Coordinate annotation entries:
____________________

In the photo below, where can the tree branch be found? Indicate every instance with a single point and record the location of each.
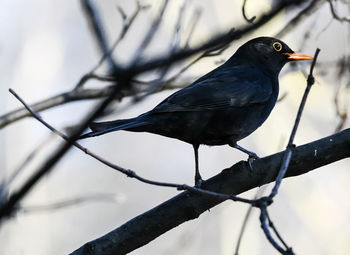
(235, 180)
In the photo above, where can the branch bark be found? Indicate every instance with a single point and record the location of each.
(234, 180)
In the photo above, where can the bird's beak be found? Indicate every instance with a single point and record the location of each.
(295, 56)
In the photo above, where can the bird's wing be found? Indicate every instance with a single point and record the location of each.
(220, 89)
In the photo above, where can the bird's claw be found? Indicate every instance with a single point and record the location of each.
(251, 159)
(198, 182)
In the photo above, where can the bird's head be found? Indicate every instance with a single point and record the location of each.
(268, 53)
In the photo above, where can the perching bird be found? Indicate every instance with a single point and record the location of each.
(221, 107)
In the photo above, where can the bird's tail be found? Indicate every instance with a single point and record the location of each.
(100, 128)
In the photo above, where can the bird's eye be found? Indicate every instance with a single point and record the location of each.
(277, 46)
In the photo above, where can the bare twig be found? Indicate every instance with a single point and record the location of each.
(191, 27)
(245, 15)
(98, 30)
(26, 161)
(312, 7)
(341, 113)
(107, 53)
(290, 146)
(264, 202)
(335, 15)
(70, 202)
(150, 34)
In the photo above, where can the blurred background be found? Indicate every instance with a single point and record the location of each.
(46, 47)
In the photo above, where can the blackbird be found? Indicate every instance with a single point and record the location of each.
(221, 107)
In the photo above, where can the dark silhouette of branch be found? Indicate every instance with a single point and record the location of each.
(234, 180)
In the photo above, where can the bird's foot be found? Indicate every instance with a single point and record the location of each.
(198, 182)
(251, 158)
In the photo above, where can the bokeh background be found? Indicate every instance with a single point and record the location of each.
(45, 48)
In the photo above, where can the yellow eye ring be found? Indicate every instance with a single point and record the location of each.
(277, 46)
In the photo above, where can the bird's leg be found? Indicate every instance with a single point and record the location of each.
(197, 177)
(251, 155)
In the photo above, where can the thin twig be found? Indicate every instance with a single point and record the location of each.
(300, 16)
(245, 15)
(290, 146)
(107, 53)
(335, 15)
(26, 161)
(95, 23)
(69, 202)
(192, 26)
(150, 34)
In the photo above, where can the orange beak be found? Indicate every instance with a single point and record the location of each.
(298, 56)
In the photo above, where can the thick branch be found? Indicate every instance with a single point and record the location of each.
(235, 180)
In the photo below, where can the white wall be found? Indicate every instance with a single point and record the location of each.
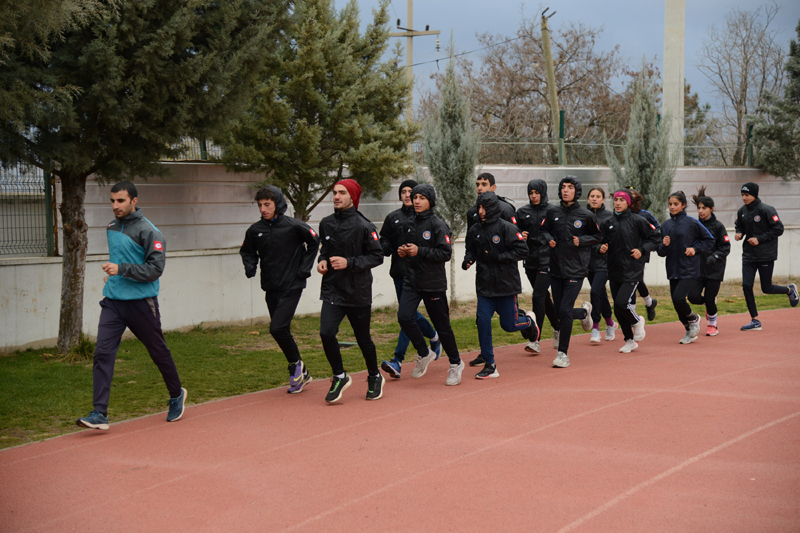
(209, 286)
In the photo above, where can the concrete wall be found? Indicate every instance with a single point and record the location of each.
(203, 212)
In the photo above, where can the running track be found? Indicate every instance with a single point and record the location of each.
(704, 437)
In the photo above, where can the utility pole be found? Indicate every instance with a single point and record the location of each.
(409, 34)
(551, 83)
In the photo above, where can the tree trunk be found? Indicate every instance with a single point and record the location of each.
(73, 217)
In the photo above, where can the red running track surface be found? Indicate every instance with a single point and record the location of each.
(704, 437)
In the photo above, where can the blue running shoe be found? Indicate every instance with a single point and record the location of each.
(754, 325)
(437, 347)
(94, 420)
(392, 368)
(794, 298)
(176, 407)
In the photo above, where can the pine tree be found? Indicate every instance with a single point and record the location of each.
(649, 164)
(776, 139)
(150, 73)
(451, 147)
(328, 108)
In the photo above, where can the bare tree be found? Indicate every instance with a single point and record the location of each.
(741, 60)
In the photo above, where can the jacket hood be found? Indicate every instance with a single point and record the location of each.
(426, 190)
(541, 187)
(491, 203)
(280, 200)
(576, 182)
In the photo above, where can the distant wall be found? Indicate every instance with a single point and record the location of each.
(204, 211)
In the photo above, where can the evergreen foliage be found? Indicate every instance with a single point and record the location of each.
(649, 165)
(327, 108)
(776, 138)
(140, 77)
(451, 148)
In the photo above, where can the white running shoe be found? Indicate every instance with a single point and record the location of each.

____________________

**Short problem:** Copy out the lines unchanged, starting with the line that contains "In the photo above, where can the jacket" and continuing through the last of the entries, with both ends included.

**Task output:**
In the photo above, where can the jacket hood be found? Indicate every instance with a single point and record the location of each.
(426, 190)
(541, 187)
(491, 203)
(280, 200)
(576, 182)
In the photo above, where can the distant wall be found? Indicate every instance with a single point and record the location of each.
(204, 211)
In the photo above, where can the evergreen foliage be found? Indicate every instance with a single point and record the location of each.
(649, 165)
(327, 108)
(776, 138)
(140, 77)
(451, 148)
In the photo above, where can the white running shoe be found? Indicate every instance with a single point and record the location of each.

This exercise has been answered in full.